§ TEXT TO READ
Posted

November 20, 2019 15:56:31

Social media companies should face the same defamation laws as traditional media outlets, Commonwealth Attorney-General Christian Porter has said.

Key points:

  • Attorney-General Christian Porter wants an even playing field between online platforms and traditional publishers around defamation
  • Like newspapers, sites likes Facebook and Twitter deliver content to audiences and obtain advertising revenue
  • Individual publishers, not Facebook, are currently liable for comments made on Facebook pages they manage

Mr Porter’s statement could have major consequences for companies such as Facebook and Twitter, which are used by millions of Australians.

“The playing field between digital platforms and mainstream media is completely uneven,” he told the National Press Club in Canberra.

“That is something that needs to be dealt with as urgently as possible as a matter of reform.”

Defamation laws allow people and some organisations to sue over comments that damage their reputations.

Mr Porter said any changes to the law would need to “sensibly” take into account the huge volume of material published online.

“Because the volume that goes on Twitter and Facebook is much larger from the volume from a standard newspaper.

§ SHORT TASK 1
Answer these questions about the defamation article:
(a) Where was Christian Porter speaking when he made his remarks?
(b) Who is currently liable for comments made on Facebook pages they manage?
(c) What do defamation laws allow people and some organisations to do?
The defamation article and the records are separate material that have nothing to do with each other.

[Data lines]

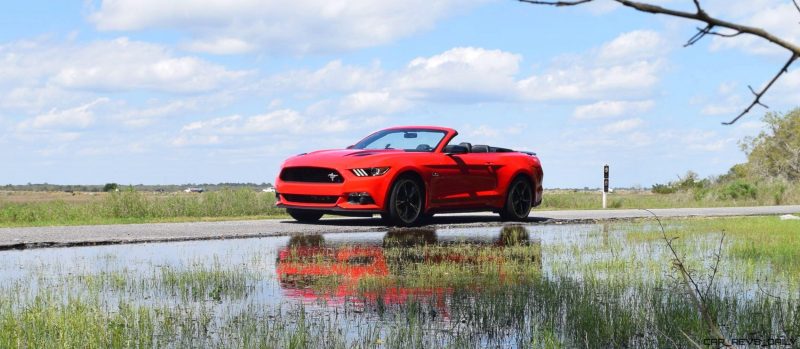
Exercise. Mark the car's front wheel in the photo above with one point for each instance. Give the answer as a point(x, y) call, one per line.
point(405, 204)
point(305, 216)
point(518, 201)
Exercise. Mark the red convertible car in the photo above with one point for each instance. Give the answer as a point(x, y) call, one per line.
point(407, 174)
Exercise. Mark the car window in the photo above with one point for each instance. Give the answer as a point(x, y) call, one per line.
point(408, 140)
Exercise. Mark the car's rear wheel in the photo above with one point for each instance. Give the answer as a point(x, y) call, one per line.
point(405, 204)
point(519, 200)
point(305, 216)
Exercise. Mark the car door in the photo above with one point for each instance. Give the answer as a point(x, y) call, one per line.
point(449, 186)
point(481, 177)
point(462, 180)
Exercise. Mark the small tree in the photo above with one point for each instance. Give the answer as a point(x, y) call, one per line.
point(110, 187)
point(775, 152)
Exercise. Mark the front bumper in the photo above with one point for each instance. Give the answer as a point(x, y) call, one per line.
point(334, 197)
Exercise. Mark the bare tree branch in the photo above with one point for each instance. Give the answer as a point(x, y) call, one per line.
point(556, 3)
point(711, 23)
point(700, 34)
point(715, 269)
point(758, 95)
point(692, 288)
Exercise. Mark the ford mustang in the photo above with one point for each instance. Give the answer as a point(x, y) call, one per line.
point(407, 174)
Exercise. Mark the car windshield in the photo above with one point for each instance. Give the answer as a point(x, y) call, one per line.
point(408, 140)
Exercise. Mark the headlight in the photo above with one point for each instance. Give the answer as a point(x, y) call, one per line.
point(370, 171)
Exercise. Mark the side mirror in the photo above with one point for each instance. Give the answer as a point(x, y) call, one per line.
point(453, 149)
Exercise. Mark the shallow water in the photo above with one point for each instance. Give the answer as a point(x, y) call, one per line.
point(360, 283)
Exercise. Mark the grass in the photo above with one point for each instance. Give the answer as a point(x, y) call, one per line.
point(595, 286)
point(137, 207)
point(623, 199)
point(21, 209)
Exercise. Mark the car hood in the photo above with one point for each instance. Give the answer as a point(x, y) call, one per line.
point(338, 157)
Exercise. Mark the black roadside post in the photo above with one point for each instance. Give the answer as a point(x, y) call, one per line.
point(605, 184)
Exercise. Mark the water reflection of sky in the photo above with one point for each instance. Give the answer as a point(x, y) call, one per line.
point(565, 249)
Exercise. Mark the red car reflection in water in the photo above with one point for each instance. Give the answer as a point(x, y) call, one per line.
point(305, 264)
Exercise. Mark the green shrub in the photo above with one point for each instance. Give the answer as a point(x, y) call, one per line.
point(738, 189)
point(663, 189)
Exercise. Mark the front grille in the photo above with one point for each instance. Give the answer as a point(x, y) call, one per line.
point(310, 199)
point(311, 174)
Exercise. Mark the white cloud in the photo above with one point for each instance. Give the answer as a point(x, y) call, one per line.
point(372, 102)
point(622, 125)
point(233, 26)
point(632, 46)
point(74, 118)
point(235, 127)
point(333, 77)
point(777, 17)
point(119, 65)
point(727, 101)
point(586, 82)
point(220, 46)
point(611, 108)
point(462, 73)
point(627, 67)
point(145, 116)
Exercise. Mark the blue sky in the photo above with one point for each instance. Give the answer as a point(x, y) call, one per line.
point(145, 91)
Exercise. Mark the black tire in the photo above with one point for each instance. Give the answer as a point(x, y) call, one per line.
point(519, 200)
point(305, 216)
point(406, 203)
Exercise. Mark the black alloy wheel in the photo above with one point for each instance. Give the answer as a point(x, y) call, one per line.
point(405, 203)
point(519, 200)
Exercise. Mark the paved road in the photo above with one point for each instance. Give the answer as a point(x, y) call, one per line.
point(20, 238)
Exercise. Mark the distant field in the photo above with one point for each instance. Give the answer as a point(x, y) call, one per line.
point(30, 208)
point(580, 200)
point(19, 208)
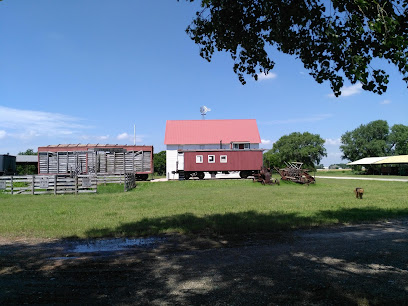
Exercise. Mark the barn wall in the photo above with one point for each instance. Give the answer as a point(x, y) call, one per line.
point(236, 160)
point(171, 163)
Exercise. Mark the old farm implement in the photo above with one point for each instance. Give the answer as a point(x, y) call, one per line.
point(265, 177)
point(294, 172)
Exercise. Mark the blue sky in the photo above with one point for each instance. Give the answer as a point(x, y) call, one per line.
point(87, 71)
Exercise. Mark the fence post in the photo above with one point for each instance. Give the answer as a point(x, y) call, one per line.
point(55, 184)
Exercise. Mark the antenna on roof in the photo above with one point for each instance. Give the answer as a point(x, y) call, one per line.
point(204, 110)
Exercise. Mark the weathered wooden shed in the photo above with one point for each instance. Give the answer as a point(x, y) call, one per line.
point(95, 158)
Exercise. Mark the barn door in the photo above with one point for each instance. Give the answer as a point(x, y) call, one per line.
point(180, 161)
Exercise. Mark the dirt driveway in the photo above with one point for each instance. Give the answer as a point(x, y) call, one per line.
point(359, 264)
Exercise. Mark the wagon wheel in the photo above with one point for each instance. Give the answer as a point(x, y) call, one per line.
point(243, 174)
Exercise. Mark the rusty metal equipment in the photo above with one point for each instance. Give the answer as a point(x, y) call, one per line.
point(294, 172)
point(265, 177)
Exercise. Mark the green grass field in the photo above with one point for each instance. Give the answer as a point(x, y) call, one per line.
point(199, 207)
point(349, 172)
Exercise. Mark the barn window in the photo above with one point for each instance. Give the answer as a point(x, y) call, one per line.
point(241, 146)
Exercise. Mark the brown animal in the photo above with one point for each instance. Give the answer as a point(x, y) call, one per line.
point(359, 192)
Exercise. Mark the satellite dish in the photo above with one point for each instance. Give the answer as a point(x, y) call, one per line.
point(204, 110)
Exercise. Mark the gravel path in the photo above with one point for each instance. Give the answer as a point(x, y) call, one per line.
point(355, 264)
point(362, 178)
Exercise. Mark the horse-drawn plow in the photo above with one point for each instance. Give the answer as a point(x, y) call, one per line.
point(294, 172)
point(265, 177)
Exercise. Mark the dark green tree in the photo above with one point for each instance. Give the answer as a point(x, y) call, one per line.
point(399, 139)
point(368, 140)
point(299, 147)
point(160, 163)
point(335, 39)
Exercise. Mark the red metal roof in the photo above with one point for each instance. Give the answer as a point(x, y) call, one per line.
point(184, 132)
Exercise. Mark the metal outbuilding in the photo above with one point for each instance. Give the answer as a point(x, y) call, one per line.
point(395, 165)
point(367, 161)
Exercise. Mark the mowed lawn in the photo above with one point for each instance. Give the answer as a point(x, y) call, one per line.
point(200, 207)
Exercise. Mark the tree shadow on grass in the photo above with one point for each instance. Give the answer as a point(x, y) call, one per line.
point(243, 222)
point(321, 271)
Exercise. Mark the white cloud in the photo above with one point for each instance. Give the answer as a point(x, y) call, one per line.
point(123, 136)
point(263, 76)
point(102, 137)
point(26, 124)
point(334, 142)
point(307, 119)
point(349, 90)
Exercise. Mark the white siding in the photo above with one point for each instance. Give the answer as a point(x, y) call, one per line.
point(171, 162)
point(172, 155)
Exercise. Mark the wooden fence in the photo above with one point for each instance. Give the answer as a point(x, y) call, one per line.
point(130, 181)
point(48, 184)
point(61, 184)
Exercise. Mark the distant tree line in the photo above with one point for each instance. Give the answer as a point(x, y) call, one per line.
point(375, 139)
point(370, 140)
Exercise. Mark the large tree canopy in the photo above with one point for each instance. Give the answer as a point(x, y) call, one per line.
point(297, 147)
point(335, 39)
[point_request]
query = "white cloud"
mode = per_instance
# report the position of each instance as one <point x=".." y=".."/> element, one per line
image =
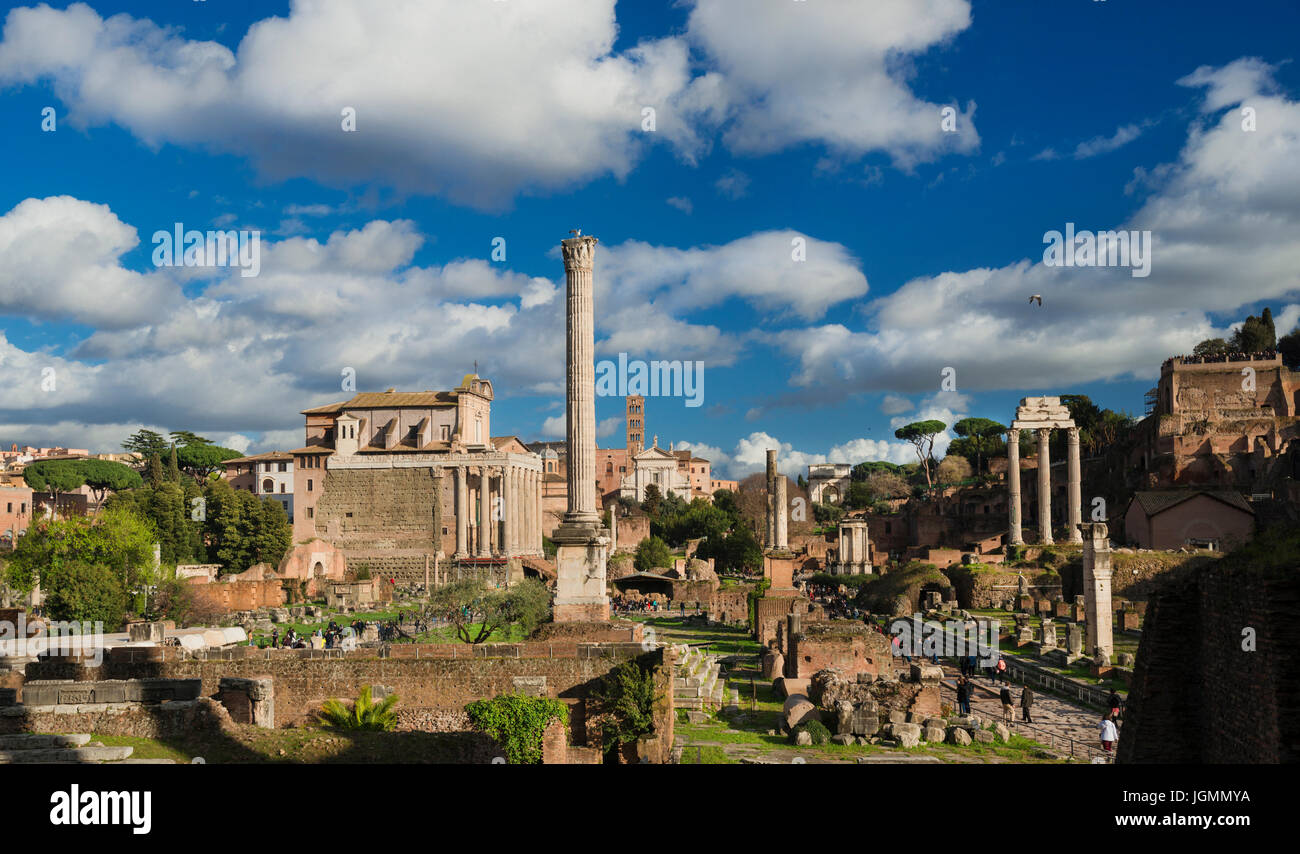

§ SHORT TASK 2
Turn the records from the line that contains "Exercise. Mark the red metal" up to and including the line that contains "point(321, 271)" into a JSON list of strings, with one string per line and blank lines left out.

§ TASK OUTPUT 1
(a) At the National Press Club in Canberra.
(b) Individual publishers, not Facebook.
(c) Sue over comments that damage their reputations.

§ TASK OUTPUT 2
[
  "Exercise. Mark the red metal roof in the photo above with one point for each instance. Give the answer as a point(x, y) call, one per line.",
  "point(184, 132)",
  "Exercise. Mark the metal outbuilding in the photo above with one point for each instance. Give the answer as a point(x, y) call, one per line.",
  "point(395, 165)",
  "point(367, 161)",
  "Exercise. Mark the mowed lawn in the photo above with one point for each instance. Give the answer as a point(x, y) call, one per line.",
  "point(200, 207)",
  "Exercise. Mark the tree shadow on grass in the photo above with one point for each instance. Give the answer as a point(x, y) call, one per line.",
  "point(243, 222)",
  "point(321, 271)"
]